ASSIGNED TASK: The reply must repeat each entry exactly and contain no pictures.

────────────────────────────────────────

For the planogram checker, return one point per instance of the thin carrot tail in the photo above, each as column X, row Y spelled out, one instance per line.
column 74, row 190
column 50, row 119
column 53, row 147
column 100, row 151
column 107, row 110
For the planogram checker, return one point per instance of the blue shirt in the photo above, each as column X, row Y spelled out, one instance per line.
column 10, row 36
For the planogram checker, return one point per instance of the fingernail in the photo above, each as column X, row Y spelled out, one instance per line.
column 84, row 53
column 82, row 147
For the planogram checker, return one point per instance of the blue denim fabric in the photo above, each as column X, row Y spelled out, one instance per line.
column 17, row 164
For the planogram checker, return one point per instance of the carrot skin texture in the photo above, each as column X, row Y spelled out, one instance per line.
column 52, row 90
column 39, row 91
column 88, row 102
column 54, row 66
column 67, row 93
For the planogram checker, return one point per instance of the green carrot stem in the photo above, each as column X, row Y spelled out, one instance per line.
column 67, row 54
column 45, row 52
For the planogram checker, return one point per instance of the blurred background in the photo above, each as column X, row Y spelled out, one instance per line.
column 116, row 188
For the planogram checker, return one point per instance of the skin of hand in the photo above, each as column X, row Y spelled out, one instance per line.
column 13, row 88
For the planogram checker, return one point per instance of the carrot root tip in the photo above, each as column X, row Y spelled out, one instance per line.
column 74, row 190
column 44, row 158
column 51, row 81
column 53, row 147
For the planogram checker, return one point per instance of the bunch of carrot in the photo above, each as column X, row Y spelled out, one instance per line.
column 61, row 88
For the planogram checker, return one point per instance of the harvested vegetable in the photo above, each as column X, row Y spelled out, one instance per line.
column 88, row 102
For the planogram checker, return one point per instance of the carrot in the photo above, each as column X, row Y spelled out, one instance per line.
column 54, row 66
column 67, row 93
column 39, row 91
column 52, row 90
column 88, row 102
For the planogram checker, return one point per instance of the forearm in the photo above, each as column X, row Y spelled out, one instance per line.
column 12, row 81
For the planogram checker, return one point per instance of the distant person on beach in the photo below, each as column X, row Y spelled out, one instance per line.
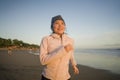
column 56, row 52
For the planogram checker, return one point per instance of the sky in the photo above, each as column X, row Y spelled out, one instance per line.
column 91, row 23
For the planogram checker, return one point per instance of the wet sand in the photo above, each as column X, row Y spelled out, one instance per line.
column 24, row 66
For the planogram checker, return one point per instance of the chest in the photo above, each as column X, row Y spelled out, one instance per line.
column 55, row 43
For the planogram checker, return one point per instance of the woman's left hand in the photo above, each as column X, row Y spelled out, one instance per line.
column 76, row 70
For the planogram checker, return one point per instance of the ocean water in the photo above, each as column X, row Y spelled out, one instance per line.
column 108, row 59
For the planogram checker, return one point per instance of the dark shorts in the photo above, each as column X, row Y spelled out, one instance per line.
column 44, row 78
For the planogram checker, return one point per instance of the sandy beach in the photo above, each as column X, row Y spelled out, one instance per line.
column 24, row 66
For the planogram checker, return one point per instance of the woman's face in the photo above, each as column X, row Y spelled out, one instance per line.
column 59, row 27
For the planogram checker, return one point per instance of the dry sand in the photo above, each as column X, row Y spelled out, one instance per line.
column 24, row 66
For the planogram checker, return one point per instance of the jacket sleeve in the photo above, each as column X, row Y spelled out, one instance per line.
column 46, row 57
column 72, row 58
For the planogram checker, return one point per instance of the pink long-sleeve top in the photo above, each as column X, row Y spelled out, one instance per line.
column 55, row 58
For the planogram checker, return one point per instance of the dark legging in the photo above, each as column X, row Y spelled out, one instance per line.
column 44, row 78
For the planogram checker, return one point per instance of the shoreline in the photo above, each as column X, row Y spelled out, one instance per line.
column 24, row 66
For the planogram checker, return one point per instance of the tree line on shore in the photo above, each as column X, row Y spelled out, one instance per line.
column 5, row 43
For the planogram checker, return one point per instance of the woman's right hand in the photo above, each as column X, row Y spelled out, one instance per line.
column 68, row 47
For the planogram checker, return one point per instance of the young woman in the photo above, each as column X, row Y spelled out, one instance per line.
column 56, row 52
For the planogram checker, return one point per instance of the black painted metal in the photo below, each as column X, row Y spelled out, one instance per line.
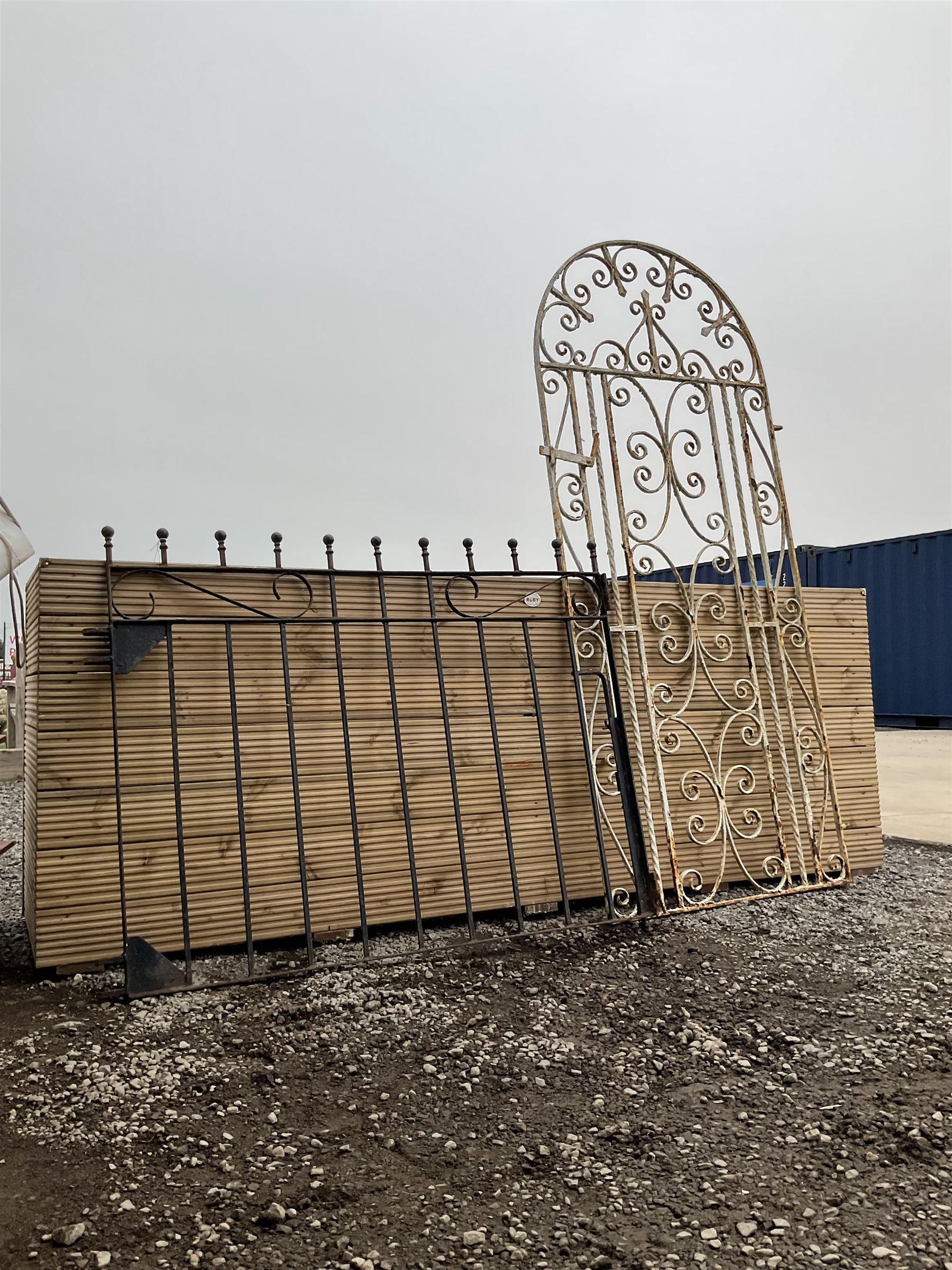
column 134, row 636
column 131, row 642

────────────────────────────────────────

COMPLETED TASK:
For the planogram checker, return one point per instance of the thin carrot tail in the photo above, each as column X, row Y spelled out, one instance per line.
column 74, row 190
column 50, row 119
column 53, row 147
column 100, row 151
column 107, row 110
For the planogram checker, return one point per instance of the blue shirt in the photo above, each as column X, row Y spelled out, one instance per line.
column 10, row 36
For the planogram checker, return one point per instance of the fingernail in the photo above, each as column X, row Y spelled out, one instance per line.
column 84, row 53
column 82, row 147
For the planogram checker, return one point per instance of the blue denim fabric in the photo above, each as column X, row Y spelled out, one instance per line.
column 17, row 164
For the planogram checker, return one point per instance of the carrot skin texture in the photo above, each as column X, row Y spelled out, one instance per line.
column 52, row 90
column 39, row 91
column 88, row 102
column 54, row 66
column 67, row 93
For the planogram checker, return one point per instance of the green carrot stem in the photo above, each as column X, row Y spelled out, one instance per line.
column 67, row 54
column 45, row 52
For the planogram checker, return one point per instance of the blurred background in the photo above, each as column X, row Y spelled out, one instance per line.
column 116, row 188
For the planogram checker, return one point per instance of the skin of hand in the photo above, each as column X, row Y spelled out, one instance per line.
column 13, row 88
For the planogram checker, return one point per instance of the carrot root tip in the photo above, each as column X, row Y spelled out, one instance per line.
column 74, row 190
column 44, row 158
column 51, row 81
column 53, row 147
For the planogram checker, return one point per instance of the bunch of carrot in the photo above, each as column X, row Y spelled out, one instance per line.
column 61, row 88
For the planogram checker, return one point per instance of the harvested vegetable in the photo above, each as column X, row Y spelled out, one instance per line.
column 88, row 102
For the planogram checker, return one point per instance of the carrot in the photo above, each as column X, row Y spelled out, one instance per line.
column 54, row 66
column 67, row 93
column 39, row 91
column 52, row 90
column 88, row 102
For the planogram checker, return one point per instance of the forearm in the photo above, each as column X, row Y spelled out, one instance per line.
column 12, row 81
For the planogram checker, return one point per instance of the distant person on beach in the photo below, each as column X, row Y spelled out, one instance per line.
column 56, row 52
For the planogram checker, return one point per instance of the sky in the photo above, each as column X, row Y spelled out, one instance per line.
column 91, row 23
For the planogram checker, return one point per instance of the wet sand in the photo above, each as column X, row Y spelled out, one instance per line.
column 24, row 66
For the planogram checker, return one point per instance of the chest in the photo above, each as column X, row Y spelled out, one instance per line.
column 55, row 43
For the planogram checker, return one point per instance of the woman's left hand in the photo above, each as column X, row Y spelled out, one instance per line.
column 76, row 70
For the planogram checker, return one point per instance of the ocean water in the photo above, each as column X, row Y spelled out, one instance per line.
column 108, row 59
For the planogram checker, return one point per instance of the dark shorts in the photo above, each as column X, row Y spelled out, one instance per line.
column 44, row 78
For the planogram checker, return one point per instance of the sandy beach in the photo above, each as column X, row Y spelled out, one instance per line.
column 24, row 66
For the planogram checker, return one point per instance of the woman's face in the photo above, each as column X, row Y spelled out, one instance per line.
column 59, row 27
For the planogram checker, return one point per instance of the dry sand in the photo above, each as column X, row Y spelled out, one instance per line.
column 24, row 66
For the planogram checker, return one point per instance of the jacket sleeve in the photo above, each as column X, row Y spelled out, one instance per line.
column 46, row 57
column 72, row 58
For the planogram checker, return one point per instance of the pink long-sleeve top in the photo above, each as column X, row Y spelled out, one instance per line.
column 55, row 58
For the planogram checker, return one point per instance of the dark legging in the photo above, each as column X, row Y spelled out, one instance per line.
column 44, row 78
For the planogram checker, return one point per instance of the shoreline in the photo above, each as column X, row Y spelled out, one instance per line.
column 24, row 66
For the planogram checker, return one point per instance of the tree line on shore in the photo above, each as column X, row Y spelled out, one instance per line.
column 5, row 43
For the planogram checker, return one point per instance of the woman's right hand in the photo above, each as column X, row Y spelled out, one instance per line.
column 68, row 47
For the planogram checker, return one point per instance of the young woman in the photo above, each as column X, row Y spelled out, one instance per line.
column 56, row 52
For the planogram checker, return one point per instance of the black painted metal in the photo below, each as column X, row Y spelled out, one instance per line.
column 134, row 636
column 131, row 642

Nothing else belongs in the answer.